--- DATA TO EXAMINE Enclosed Below ---
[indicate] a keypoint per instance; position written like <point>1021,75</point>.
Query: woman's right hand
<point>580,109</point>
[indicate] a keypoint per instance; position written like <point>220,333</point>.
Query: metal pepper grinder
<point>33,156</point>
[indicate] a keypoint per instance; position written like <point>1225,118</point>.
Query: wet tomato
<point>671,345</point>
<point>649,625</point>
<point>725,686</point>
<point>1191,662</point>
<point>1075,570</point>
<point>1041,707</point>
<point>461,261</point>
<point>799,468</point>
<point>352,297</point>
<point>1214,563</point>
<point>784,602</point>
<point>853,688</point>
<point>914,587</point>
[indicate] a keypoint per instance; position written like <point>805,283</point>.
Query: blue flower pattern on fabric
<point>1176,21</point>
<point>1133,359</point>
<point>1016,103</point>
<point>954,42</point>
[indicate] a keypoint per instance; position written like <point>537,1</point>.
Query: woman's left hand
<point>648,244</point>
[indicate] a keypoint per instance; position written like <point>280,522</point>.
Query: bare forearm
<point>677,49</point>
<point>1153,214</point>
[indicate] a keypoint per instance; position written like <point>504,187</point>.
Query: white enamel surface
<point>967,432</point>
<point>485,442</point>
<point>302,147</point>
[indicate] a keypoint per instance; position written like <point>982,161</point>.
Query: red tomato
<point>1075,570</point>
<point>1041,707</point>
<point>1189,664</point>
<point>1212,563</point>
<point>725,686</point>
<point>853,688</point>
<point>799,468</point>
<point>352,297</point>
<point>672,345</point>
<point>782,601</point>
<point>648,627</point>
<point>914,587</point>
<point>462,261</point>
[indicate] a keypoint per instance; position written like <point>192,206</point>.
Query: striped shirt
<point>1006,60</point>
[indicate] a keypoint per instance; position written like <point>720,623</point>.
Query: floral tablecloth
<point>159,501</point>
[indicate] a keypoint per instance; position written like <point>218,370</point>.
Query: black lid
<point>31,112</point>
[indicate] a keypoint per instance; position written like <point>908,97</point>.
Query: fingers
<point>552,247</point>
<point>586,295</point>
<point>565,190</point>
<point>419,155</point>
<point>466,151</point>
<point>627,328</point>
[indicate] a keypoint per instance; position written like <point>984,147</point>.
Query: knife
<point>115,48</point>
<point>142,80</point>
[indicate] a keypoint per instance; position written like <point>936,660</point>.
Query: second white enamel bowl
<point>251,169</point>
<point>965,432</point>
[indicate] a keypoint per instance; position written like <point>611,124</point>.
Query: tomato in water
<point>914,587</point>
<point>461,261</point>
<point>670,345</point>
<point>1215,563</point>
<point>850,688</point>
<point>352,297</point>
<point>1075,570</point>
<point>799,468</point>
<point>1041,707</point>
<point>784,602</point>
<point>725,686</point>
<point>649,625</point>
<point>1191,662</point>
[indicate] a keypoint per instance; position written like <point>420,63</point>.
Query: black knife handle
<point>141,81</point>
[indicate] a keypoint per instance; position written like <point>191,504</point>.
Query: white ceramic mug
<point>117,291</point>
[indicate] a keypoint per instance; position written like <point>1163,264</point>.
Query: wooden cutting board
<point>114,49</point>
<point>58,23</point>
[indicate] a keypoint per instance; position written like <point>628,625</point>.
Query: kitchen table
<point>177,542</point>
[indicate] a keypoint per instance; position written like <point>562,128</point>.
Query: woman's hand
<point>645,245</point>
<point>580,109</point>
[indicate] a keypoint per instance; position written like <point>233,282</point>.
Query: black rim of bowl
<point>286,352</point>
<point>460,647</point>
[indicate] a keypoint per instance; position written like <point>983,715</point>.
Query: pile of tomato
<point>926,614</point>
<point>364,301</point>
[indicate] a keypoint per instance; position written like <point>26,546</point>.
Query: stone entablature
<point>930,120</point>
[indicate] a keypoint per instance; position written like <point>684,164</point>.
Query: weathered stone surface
--- End of Enclosed DATA TO EXAMINE ---
• WORK TO COMPLETE
Quote all the records exactly, please, leaving none out.

• OUTPUT FOR THIS EXERCISE
[indicate] a keypoint per instance; position written like <point>1021,75</point>.
Query: woman's right hand
<point>580,109</point>
[indicate] a keypoint per instance; position written like <point>220,333</point>.
Query: metal pepper grinder
<point>33,156</point>
[indicate] a keypoint per instance; position written like <point>1225,118</point>.
Query: wet tomato
<point>671,345</point>
<point>649,625</point>
<point>725,686</point>
<point>1191,662</point>
<point>1075,570</point>
<point>1041,707</point>
<point>461,261</point>
<point>799,468</point>
<point>352,297</point>
<point>1214,563</point>
<point>784,602</point>
<point>853,688</point>
<point>914,587</point>
[indicate] a keypoint per instance; position written like <point>805,283</point>.
Query: blue flower pattern on fabric
<point>1176,21</point>
<point>1133,359</point>
<point>1016,103</point>
<point>954,42</point>
[indicate] a keypoint per instance; position written like <point>537,1</point>.
Query: woman's left hand
<point>648,244</point>
[indicate] a keypoint per instance; position written like <point>280,522</point>.
Query: bare forearm
<point>677,49</point>
<point>1153,214</point>
[indicate] a keypoint per instance; position written like <point>504,187</point>.
Query: white enamel surface
<point>967,432</point>
<point>485,442</point>
<point>302,147</point>
[indicate] a keypoint per instance; position written like <point>982,161</point>.
Query: red tomato
<point>1075,570</point>
<point>1041,707</point>
<point>1189,664</point>
<point>1212,563</point>
<point>725,686</point>
<point>853,688</point>
<point>799,468</point>
<point>352,297</point>
<point>672,345</point>
<point>782,601</point>
<point>648,627</point>
<point>914,587</point>
<point>462,261</point>
[indicate] a keypoint per instance; position written like <point>192,206</point>.
Query: striped shirt
<point>1006,60</point>
[indicate] a keypoint per instance; position written like <point>720,623</point>.
Query: floral tablecloth
<point>159,501</point>
[indicate] a keypoint per instance; position written like <point>218,370</point>.
Query: black lid
<point>31,112</point>
[indicate] a keypoint per instance; position written like <point>908,97</point>.
Query: fingers
<point>552,247</point>
<point>586,295</point>
<point>565,190</point>
<point>419,155</point>
<point>466,151</point>
<point>627,328</point>
[indicate] a keypoint per instance; position written like <point>984,147</point>.
Query: knife
<point>115,48</point>
<point>142,80</point>
[indicate] a keypoint per instance; position written like <point>936,660</point>.
Query: second white enamel bowl
<point>251,169</point>
<point>965,432</point>
[indicate] a keypoint per instance; position written like <point>611,124</point>.
Query: tomato in water
<point>914,587</point>
<point>461,261</point>
<point>670,345</point>
<point>1215,563</point>
<point>850,688</point>
<point>352,297</point>
<point>1075,570</point>
<point>799,468</point>
<point>1041,707</point>
<point>784,602</point>
<point>725,686</point>
<point>649,625</point>
<point>1191,662</point>
[indicate] a keypoint per instance; position written like <point>420,63</point>.
Query: black knife handle
<point>141,81</point>
[indicate] a keypoint per instance; position written like <point>191,504</point>.
Query: white ceramic mug
<point>117,291</point>
[indicate] a keypoint per instance; position written like <point>1163,264</point>.
Query: wooden cutting board
<point>114,49</point>
<point>58,23</point>
[indicate] a keypoint per instance; position written like <point>628,625</point>.
Query: kitchen table
<point>177,542</point>
[indicate] a keypoint per instance; position written like <point>562,128</point>.
Query: woman's hand
<point>645,245</point>
<point>580,109</point>
[indicate] a keypoint per instance; position written like <point>233,282</point>.
Query: black rim of bowl
<point>286,352</point>
<point>460,647</point>
[indicate] a keypoint per instance; position written like <point>983,715</point>.
Query: pile of tomato
<point>926,614</point>
<point>364,301</point>
[indicate] a keypoint per instance; position written like <point>26,546</point>.
Query: stone entablature
<point>930,120</point>
[indicate] a keypoint per instance; position written like <point>684,164</point>.
Query: weathered stone surface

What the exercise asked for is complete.